Stated problem
Rewrite every line of the entries below as a numbered list, skipping blank lines and omitting the pictures.

Recorded data
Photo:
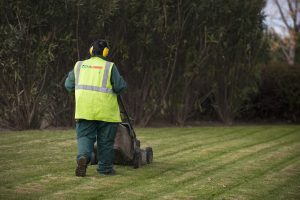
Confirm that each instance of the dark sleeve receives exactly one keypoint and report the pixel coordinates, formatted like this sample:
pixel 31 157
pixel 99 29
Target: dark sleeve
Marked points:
pixel 117 81
pixel 70 81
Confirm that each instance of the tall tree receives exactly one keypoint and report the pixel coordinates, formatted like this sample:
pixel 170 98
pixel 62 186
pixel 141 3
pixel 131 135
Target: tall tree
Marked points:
pixel 290 16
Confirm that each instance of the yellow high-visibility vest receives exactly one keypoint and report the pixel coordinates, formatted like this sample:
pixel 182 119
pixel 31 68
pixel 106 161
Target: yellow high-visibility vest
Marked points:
pixel 94 97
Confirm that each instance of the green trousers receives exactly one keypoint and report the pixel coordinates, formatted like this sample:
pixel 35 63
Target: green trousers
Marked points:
pixel 90 131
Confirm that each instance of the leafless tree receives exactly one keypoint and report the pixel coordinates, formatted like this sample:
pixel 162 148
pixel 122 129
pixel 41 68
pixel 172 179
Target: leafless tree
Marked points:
pixel 290 19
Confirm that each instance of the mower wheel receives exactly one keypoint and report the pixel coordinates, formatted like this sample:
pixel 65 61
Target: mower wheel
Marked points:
pixel 149 155
pixel 137 159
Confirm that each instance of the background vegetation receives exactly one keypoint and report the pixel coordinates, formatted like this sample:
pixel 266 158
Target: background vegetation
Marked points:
pixel 238 162
pixel 184 60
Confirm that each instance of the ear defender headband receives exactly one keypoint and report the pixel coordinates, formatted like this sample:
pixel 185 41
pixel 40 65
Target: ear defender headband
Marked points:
pixel 99 44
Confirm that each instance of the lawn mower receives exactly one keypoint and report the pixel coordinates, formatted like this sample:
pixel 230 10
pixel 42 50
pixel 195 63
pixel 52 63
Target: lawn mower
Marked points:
pixel 126 146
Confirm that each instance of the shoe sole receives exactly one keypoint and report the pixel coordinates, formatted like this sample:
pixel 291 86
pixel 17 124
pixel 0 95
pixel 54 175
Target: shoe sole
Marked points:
pixel 81 167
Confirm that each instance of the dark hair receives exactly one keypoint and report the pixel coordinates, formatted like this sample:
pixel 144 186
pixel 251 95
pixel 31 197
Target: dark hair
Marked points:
pixel 98 46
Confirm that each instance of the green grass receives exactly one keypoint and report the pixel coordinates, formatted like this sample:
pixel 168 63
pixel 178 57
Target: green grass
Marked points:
pixel 241 162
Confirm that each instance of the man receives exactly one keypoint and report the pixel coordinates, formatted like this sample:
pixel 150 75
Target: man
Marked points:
pixel 96 83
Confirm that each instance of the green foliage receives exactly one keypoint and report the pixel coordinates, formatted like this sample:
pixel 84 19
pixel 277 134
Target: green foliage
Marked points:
pixel 178 57
pixel 279 92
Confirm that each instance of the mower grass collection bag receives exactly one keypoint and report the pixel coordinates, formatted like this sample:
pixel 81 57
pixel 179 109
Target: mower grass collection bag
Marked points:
pixel 127 148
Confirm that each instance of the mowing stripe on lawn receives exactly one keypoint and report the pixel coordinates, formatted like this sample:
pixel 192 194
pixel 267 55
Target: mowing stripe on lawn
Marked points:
pixel 268 185
pixel 172 186
pixel 159 174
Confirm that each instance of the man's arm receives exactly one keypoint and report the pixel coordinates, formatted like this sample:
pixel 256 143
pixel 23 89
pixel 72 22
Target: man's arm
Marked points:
pixel 70 82
pixel 117 81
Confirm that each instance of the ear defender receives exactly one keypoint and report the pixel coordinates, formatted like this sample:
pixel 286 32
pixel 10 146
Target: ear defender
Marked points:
pixel 105 52
pixel 91 50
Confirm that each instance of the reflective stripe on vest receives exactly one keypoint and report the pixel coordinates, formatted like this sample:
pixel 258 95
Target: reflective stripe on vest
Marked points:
pixel 103 87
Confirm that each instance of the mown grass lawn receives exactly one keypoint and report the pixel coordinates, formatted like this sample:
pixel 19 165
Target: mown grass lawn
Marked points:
pixel 240 162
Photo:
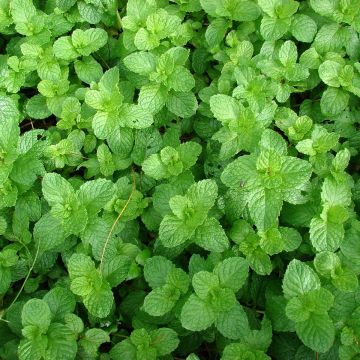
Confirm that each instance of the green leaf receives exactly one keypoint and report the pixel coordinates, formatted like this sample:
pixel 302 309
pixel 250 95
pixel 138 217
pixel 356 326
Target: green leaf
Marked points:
pixel 161 300
pixel 233 324
pixel 37 313
pixel 204 283
pixel 141 62
pixel 303 28
pixel 182 104
pixel 93 339
pixel 56 189
pixel 156 270
pixel 242 352
pixel 196 314
pixel 152 97
pixel 211 236
pixel 61 302
pixel 299 279
pixel 329 72
pixel 164 340
pixel 61 342
pixel 232 272
pixel 88 70
pixel 333 101
pixel 95 194
pixel 318 332
pixel 326 235
pixel 264 206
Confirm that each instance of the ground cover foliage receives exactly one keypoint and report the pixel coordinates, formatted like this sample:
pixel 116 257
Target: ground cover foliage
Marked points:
pixel 178 179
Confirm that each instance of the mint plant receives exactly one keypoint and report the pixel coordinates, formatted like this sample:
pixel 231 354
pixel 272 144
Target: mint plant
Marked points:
pixel 179 179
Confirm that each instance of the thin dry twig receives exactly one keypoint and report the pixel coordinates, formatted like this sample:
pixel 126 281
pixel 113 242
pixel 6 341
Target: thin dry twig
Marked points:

Exercise response
1. Photo:
2. Confirm that each instance of the dark sleeve receives exactly one keypoint and report the pixel coordinates, formatted like this sample:
3. pixel 31 157
4. pixel 99 29
5. Target: dark sleeve
6. Marked points:
7. pixel 117 81
8. pixel 70 81
9. Confirm that each instance of the tall tree receives exactly one keypoint and report the pixel coordinates, formatted like this sample:
10. pixel 170 98
11. pixel 62 186
12. pixel 141 3
13. pixel 131 135
14. Target: tall tree
15. Marked points:
16. pixel 290 16
17. Confirm that each instance of the yellow high-visibility vest receives exactly one keypoint and report the pixel coordinates, formatted like this sample:
18. pixel 182 119
19. pixel 31 68
20. pixel 106 161
21. Target: yellow high-visibility vest
22. Marked points:
23. pixel 94 97
24. Confirm that each instance of the green trousers receives exactly one keypoint and report the pixel coordinates, formatted like this sample:
25. pixel 35 63
26. Target: green trousers
27. Marked points:
28. pixel 90 131
29. Confirm that each instance of the leafless tree receives exactly one keypoint and report the pixel coordinates, formatted like this sample:
30. pixel 162 148
31. pixel 122 129
32. pixel 41 68
33. pixel 172 179
34. Target: leafless tree
35. Marked points:
36. pixel 290 19
37. Confirm that each instance of the mower wheel receives exactly one keypoint and report the pixel coordinates, formatted like this sample:
38. pixel 65 61
39. Target: mower wheel
40. Marked points:
41. pixel 149 155
42. pixel 137 159
43. Confirm that each instance of the background vegetation receives exactly one keypoint and report the pixel coordinates, formatted like this sample:
44. pixel 266 158
45. Target: background vegetation
46. Marked points:
47. pixel 238 162
48. pixel 184 60
49. Confirm that each instance of the ear defender headband receives exactly one keypoint and report the pixel coordinates, formatted like this sample:
50. pixel 185 41
51. pixel 40 65
52. Target: ear defender headband
53. Marked points:
54. pixel 99 44
55. Confirm that each instance of the lawn mower receives exactly one keypoint and report the pixel coordinates, formatted like this sample:
56. pixel 230 10
57. pixel 42 50
58. pixel 195 63
59. pixel 52 63
60. Target: lawn mower
61. Marked points:
62. pixel 126 146
63. Confirm that each instance of the shoe sole receives exactly one keypoint and report the pixel coordinates, formatted like this sample:
64. pixel 291 86
65. pixel 17 124
66. pixel 0 95
67. pixel 54 175
68. Target: shoe sole
69. Marked points:
70. pixel 81 167
71. Confirm that each instance of the dark hair receives exactly one keypoint and report the pixel coordinates, formatted like this sample:
72. pixel 144 186
73. pixel 251 95
74. pixel 31 197
75. Target: dark hair
76. Marked points:
77. pixel 98 46
78. Confirm that each instance of the green grass receives exactly one keypoint and report the pixel coordinates, formatted like this sample:
79. pixel 168 63
80. pixel 178 57
81. Target: green grass
82. Marked points:
83. pixel 241 162
84. Confirm that each instance of the man receives exactly one keypoint and report the pixel coordinates, formatted like this sample:
85. pixel 150 75
86. Target: man
87. Marked points:
88. pixel 96 83
89. Confirm that each instance of the green foliage receives exactly one keypoint and report the pixel coordinates, formatted like this sample:
90. pixel 84 19
91. pixel 277 134
92. Target: green foliage
93. Marked points:
94. pixel 178 57
95. pixel 279 92
96. Confirm that each instance of the mower grass collection bag receives exactly one keypoint and report the pixel coordinates, formatted like this sample:
97. pixel 81 57
98. pixel 179 109
99. Target: mower grass collection bag
100. Marked points:
101. pixel 127 148
102. Confirm that each instance of the mowing stripe on lawn receives exactly one keypoint and report the pixel coordinates, formatted like this sample:
103. pixel 192 194
104. pixel 267 55
105. Target: mowing stripe on lawn
106. Marked points:
107. pixel 268 185
108. pixel 172 186
109. pixel 159 174
110. Confirm that each instance of the man's arm receives exactly one keypoint and report the pixel coordinates, formatted like this sample:
111. pixel 256 143
112. pixel 23 89
113. pixel 72 22
114. Target: man's arm
115. Marked points:
116. pixel 70 82
117. pixel 117 81
118. Confirm that each instance of the ear defender receives exactly one keypoint and report the pixel coordinates, formatted like this sample:
119. pixel 286 32
120. pixel 10 146
121. Target: ear defender
122. Marked points:
123. pixel 105 52
124. pixel 91 50
125. Confirm that each instance of the reflective stripe on vest receives exactly one keypoint and report the pixel coordinates, formatted like this sample:
126. pixel 258 95
127. Target: reflective stripe on vest
128. Marked points:
129. pixel 103 87
130. Confirm that each instance of the mown grass lawn receives exactly one keypoint and report the pixel coordinates, formatted like this sample:
131. pixel 19 165
132. Target: mown grass lawn
133. Marked points:
134. pixel 240 162
135. Photo:
136. Confirm that each instance of the green leaf receives exactly one keypoint and report the pixel coordinates, formatted like this sample:
137. pixel 302 309
138. pixel 250 95
139. pixel 138 217
140. pixel 356 326
141. Target: green leaf
142. Marked points:
143. pixel 161 300
144. pixel 233 324
145. pixel 37 313
146. pixel 204 283
147. pixel 141 62
148. pixel 303 28
149. pixel 182 104
150. pixel 93 339
151. pixel 56 189
152. pixel 156 270
153. pixel 242 352
154. pixel 196 314
155. pixel 152 97
156. pixel 211 236
157. pixel 61 302
158. pixel 299 279
159. pixel 329 72
160. pixel 164 340
161. pixel 61 342
162. pixel 232 272
163. pixel 88 70
164. pixel 333 101
165. pixel 95 194
166. pixel 318 332
167. pixel 326 235
168. pixel 264 206
169. Confirm that each instance of the ground cover foliage receives exactly one keypoint and report the pixel coordinates, formatted like this sample:
170. pixel 116 257
171. Target: ground cover foliage
172. Marked points:
173. pixel 178 179
174. Confirm that each instance of the mint plant receives exactly one keypoint and report the pixel coordinates, formatted like this sample:
175. pixel 231 354
176. pixel 272 144
177. Target: mint plant
178. Marked points:
179. pixel 179 179
180. Confirm that each instance of the thin dry twig receives exactly one keypoint and report the pixel coordinates, formatted like this sample:
181. pixel 126 281
182. pixel 113 242
183. pixel 6 341
184. Target: thin dry twig
185. Marked points:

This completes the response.